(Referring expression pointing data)
__________

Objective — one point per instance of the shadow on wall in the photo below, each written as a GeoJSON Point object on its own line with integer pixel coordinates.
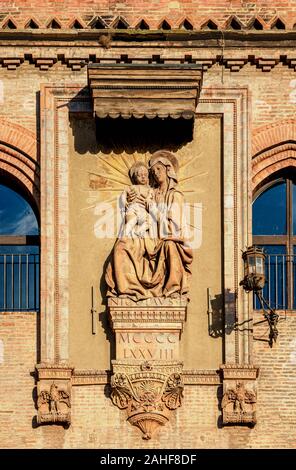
{"type": "Point", "coordinates": [220, 323]}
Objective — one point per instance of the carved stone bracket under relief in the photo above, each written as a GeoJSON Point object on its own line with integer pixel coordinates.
{"type": "Point", "coordinates": [54, 394]}
{"type": "Point", "coordinates": [147, 380]}
{"type": "Point", "coordinates": [148, 392]}
{"type": "Point", "coordinates": [239, 394]}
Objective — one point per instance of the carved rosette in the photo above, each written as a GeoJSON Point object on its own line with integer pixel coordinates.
{"type": "Point", "coordinates": [239, 394]}
{"type": "Point", "coordinates": [54, 394]}
{"type": "Point", "coordinates": [148, 392]}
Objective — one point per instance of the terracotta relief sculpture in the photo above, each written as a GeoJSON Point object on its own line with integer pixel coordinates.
{"type": "Point", "coordinates": [53, 404]}
{"type": "Point", "coordinates": [151, 257]}
{"type": "Point", "coordinates": [148, 396]}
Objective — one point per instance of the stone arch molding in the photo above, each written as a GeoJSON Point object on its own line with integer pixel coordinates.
{"type": "Point", "coordinates": [18, 156]}
{"type": "Point", "coordinates": [273, 149]}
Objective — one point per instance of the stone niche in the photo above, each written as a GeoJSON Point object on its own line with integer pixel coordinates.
{"type": "Point", "coordinates": [147, 380]}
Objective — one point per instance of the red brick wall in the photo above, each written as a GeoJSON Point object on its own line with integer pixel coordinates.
{"type": "Point", "coordinates": [175, 11]}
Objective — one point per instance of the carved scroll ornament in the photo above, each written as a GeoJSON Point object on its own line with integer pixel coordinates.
{"type": "Point", "coordinates": [147, 396]}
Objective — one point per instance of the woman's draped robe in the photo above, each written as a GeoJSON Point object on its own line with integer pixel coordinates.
{"type": "Point", "coordinates": [153, 267]}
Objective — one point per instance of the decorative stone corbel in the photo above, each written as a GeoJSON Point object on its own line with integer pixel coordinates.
{"type": "Point", "coordinates": [239, 394]}
{"type": "Point", "coordinates": [54, 393]}
{"type": "Point", "coordinates": [148, 392]}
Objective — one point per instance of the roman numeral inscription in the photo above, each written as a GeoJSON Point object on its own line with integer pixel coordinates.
{"type": "Point", "coordinates": [147, 345]}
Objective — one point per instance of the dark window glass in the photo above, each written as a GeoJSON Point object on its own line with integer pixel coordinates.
{"type": "Point", "coordinates": [269, 211]}
{"type": "Point", "coordinates": [19, 263]}
{"type": "Point", "coordinates": [16, 215]}
{"type": "Point", "coordinates": [294, 209]}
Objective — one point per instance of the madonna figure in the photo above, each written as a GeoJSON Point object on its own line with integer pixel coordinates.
{"type": "Point", "coordinates": [142, 266]}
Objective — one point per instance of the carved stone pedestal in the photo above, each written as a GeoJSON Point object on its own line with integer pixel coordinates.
{"type": "Point", "coordinates": [147, 380]}
{"type": "Point", "coordinates": [54, 393]}
{"type": "Point", "coordinates": [239, 394]}
{"type": "Point", "coordinates": [149, 329]}
{"type": "Point", "coordinates": [148, 391]}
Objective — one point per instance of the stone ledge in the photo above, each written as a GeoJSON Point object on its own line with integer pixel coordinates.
{"type": "Point", "coordinates": [102, 377]}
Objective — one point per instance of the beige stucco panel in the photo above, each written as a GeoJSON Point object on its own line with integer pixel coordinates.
{"type": "Point", "coordinates": [98, 177]}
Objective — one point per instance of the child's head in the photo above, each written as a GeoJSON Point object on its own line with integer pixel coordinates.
{"type": "Point", "coordinates": [139, 173]}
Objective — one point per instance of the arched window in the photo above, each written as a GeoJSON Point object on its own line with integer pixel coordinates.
{"type": "Point", "coordinates": [19, 251]}
{"type": "Point", "coordinates": [274, 229]}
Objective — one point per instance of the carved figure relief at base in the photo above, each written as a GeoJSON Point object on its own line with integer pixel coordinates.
{"type": "Point", "coordinates": [238, 403]}
{"type": "Point", "coordinates": [54, 403]}
{"type": "Point", "coordinates": [148, 395]}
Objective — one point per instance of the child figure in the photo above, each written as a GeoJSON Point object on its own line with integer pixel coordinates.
{"type": "Point", "coordinates": [137, 218]}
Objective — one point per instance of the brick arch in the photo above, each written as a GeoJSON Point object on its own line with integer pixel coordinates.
{"type": "Point", "coordinates": [272, 135]}
{"type": "Point", "coordinates": [18, 157]}
{"type": "Point", "coordinates": [271, 161]}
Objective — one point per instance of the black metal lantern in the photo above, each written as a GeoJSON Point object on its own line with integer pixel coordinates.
{"type": "Point", "coordinates": [254, 280]}
{"type": "Point", "coordinates": [254, 269]}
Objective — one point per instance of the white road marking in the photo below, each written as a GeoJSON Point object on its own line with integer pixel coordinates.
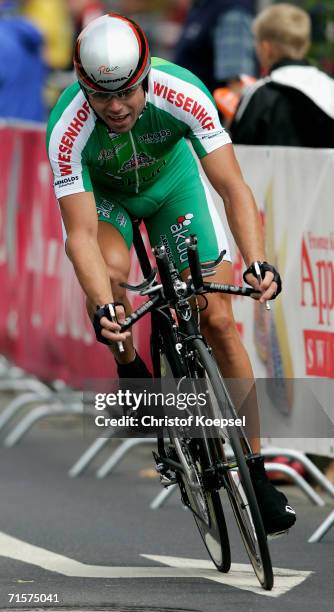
{"type": "Point", "coordinates": [241, 575]}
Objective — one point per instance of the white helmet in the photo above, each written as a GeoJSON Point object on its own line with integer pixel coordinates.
{"type": "Point", "coordinates": [111, 55]}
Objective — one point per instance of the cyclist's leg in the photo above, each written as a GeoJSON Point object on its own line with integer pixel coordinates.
{"type": "Point", "coordinates": [191, 211]}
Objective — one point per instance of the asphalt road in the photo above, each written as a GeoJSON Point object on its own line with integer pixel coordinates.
{"type": "Point", "coordinates": [83, 539]}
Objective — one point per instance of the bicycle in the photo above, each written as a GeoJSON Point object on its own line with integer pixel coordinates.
{"type": "Point", "coordinates": [200, 465]}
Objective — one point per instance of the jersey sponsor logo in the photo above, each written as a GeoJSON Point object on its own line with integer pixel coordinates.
{"type": "Point", "coordinates": [108, 154]}
{"type": "Point", "coordinates": [155, 137]}
{"type": "Point", "coordinates": [105, 208]}
{"type": "Point", "coordinates": [113, 135]}
{"type": "Point", "coordinates": [165, 243]}
{"type": "Point", "coordinates": [67, 181]}
{"type": "Point", "coordinates": [121, 219]}
{"type": "Point", "coordinates": [138, 161]}
{"type": "Point", "coordinates": [129, 181]}
{"type": "Point", "coordinates": [208, 136]}
{"type": "Point", "coordinates": [69, 137]}
{"type": "Point", "coordinates": [179, 231]}
{"type": "Point", "coordinates": [189, 105]}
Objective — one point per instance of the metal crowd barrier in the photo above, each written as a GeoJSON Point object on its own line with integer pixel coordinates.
{"type": "Point", "coordinates": [59, 400]}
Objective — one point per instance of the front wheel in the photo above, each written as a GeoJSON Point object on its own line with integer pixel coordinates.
{"type": "Point", "coordinates": [204, 504]}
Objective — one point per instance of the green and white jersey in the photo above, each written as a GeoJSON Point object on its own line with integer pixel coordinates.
{"type": "Point", "coordinates": [84, 154]}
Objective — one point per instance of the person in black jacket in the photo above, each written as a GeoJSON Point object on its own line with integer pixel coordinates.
{"type": "Point", "coordinates": [217, 43]}
{"type": "Point", "coordinates": [294, 104]}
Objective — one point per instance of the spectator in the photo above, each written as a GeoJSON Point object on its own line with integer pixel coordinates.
{"type": "Point", "coordinates": [53, 19]}
{"type": "Point", "coordinates": [22, 67]}
{"type": "Point", "coordinates": [294, 105]}
{"type": "Point", "coordinates": [217, 41]}
{"type": "Point", "coordinates": [84, 11]}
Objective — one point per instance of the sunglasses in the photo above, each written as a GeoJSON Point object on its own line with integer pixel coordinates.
{"type": "Point", "coordinates": [101, 96]}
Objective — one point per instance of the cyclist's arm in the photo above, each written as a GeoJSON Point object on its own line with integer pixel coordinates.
{"type": "Point", "coordinates": [80, 220]}
{"type": "Point", "coordinates": [224, 174]}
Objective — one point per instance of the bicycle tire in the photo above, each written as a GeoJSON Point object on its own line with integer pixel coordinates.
{"type": "Point", "coordinates": [213, 532]}
{"type": "Point", "coordinates": [247, 516]}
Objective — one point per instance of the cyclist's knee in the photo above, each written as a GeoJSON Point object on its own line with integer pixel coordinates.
{"type": "Point", "coordinates": [218, 322]}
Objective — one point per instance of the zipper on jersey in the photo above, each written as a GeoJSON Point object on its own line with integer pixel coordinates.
{"type": "Point", "coordinates": [136, 161]}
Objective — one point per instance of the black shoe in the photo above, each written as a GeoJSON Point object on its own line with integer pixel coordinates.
{"type": "Point", "coordinates": [276, 513]}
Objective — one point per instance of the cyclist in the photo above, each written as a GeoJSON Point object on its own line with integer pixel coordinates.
{"type": "Point", "coordinates": [116, 143]}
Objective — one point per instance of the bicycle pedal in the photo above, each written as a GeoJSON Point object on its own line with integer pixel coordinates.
{"type": "Point", "coordinates": [279, 534]}
{"type": "Point", "coordinates": [166, 481]}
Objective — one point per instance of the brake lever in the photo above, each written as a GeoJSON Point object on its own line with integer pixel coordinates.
{"type": "Point", "coordinates": [146, 284]}
{"type": "Point", "coordinates": [259, 280]}
{"type": "Point", "coordinates": [210, 266]}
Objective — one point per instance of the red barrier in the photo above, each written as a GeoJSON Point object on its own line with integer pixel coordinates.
{"type": "Point", "coordinates": [44, 327]}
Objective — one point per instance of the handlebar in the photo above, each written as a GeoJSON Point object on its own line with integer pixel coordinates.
{"type": "Point", "coordinates": [172, 288]}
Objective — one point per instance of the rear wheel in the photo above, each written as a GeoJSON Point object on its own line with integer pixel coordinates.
{"type": "Point", "coordinates": [237, 478]}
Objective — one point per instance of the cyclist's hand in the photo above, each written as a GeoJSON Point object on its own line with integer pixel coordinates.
{"type": "Point", "coordinates": [270, 285]}
{"type": "Point", "coordinates": [108, 331]}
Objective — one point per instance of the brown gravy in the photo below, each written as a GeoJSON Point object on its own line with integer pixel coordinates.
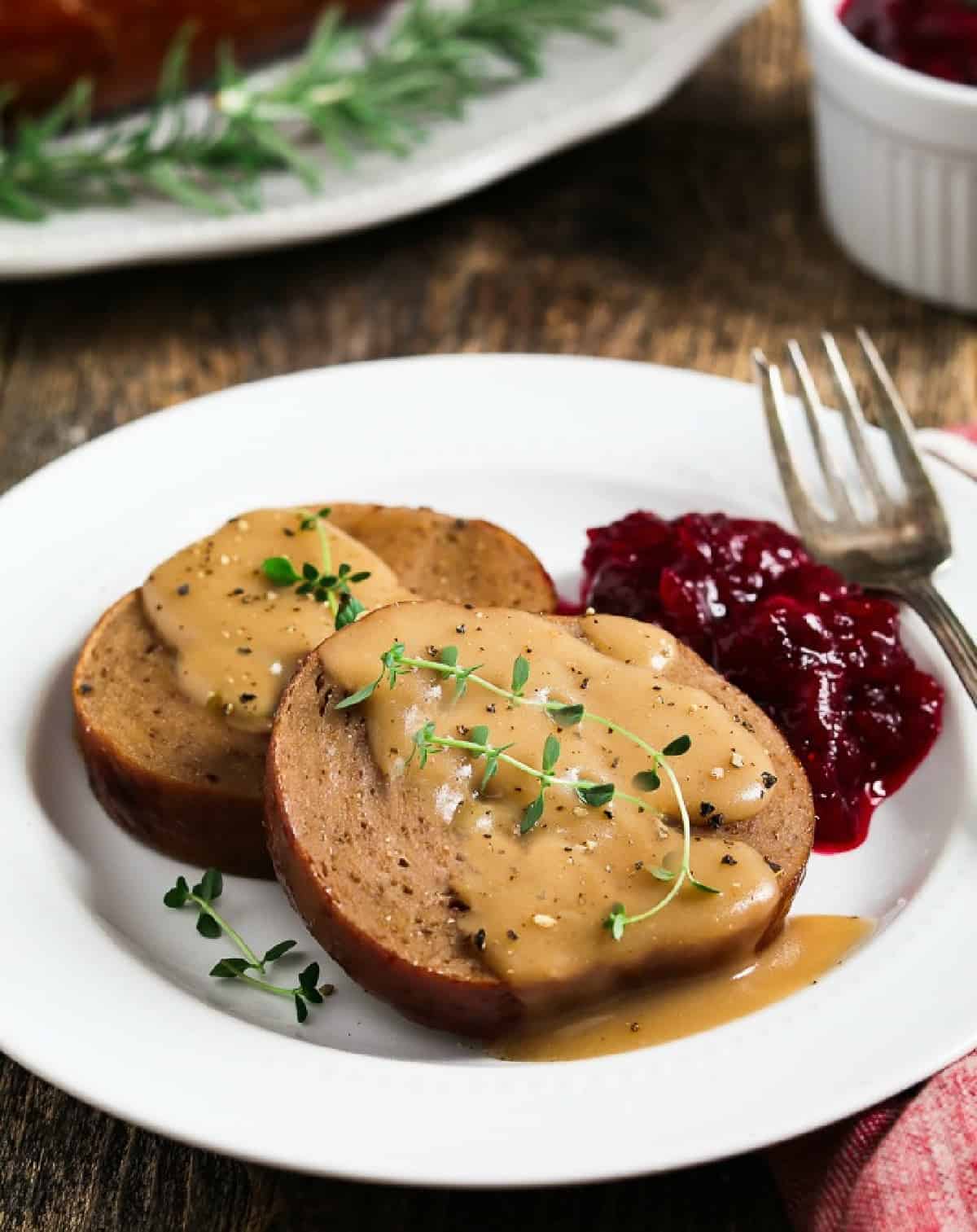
{"type": "Point", "coordinates": [237, 637]}
{"type": "Point", "coordinates": [537, 901]}
{"type": "Point", "coordinates": [808, 946]}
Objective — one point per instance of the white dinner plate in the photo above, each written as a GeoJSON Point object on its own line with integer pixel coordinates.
{"type": "Point", "coordinates": [106, 992]}
{"type": "Point", "coordinates": [587, 88]}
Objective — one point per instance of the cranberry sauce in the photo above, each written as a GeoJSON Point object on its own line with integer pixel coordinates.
{"type": "Point", "coordinates": [823, 658]}
{"type": "Point", "coordinates": [938, 37]}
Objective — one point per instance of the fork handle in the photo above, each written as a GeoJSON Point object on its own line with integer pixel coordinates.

__________

▶ _What you have to do_:
In the answer, include exactly the lines from the one containing "Objective — one point per instance of the brown" through the end of the records above and no pictures at all.

▶ _Answer to the exercise_:
Objective — one point per instance of the brown gravy in the photo below, each written as a GeoJSON Point object on its own line with integer pixel coordinates.
{"type": "Point", "coordinates": [237, 637]}
{"type": "Point", "coordinates": [537, 901]}
{"type": "Point", "coordinates": [808, 946]}
Objective — one point per instance of the white dinner plate in the photo above, each written as a GeoJSON Point object on its own line with integer pixel coordinates.
{"type": "Point", "coordinates": [106, 992]}
{"type": "Point", "coordinates": [587, 88]}
Objective — one point per instance of the cranberry sauce in the photo above, each written as a GeoJSON Point object on its own line with integer pixel coordinates.
{"type": "Point", "coordinates": [823, 658]}
{"type": "Point", "coordinates": [938, 37]}
Objective — one point per instance of the fork handle in the photo above, each written as a GeoJSON Point object on its own line with integer pixel coordinates.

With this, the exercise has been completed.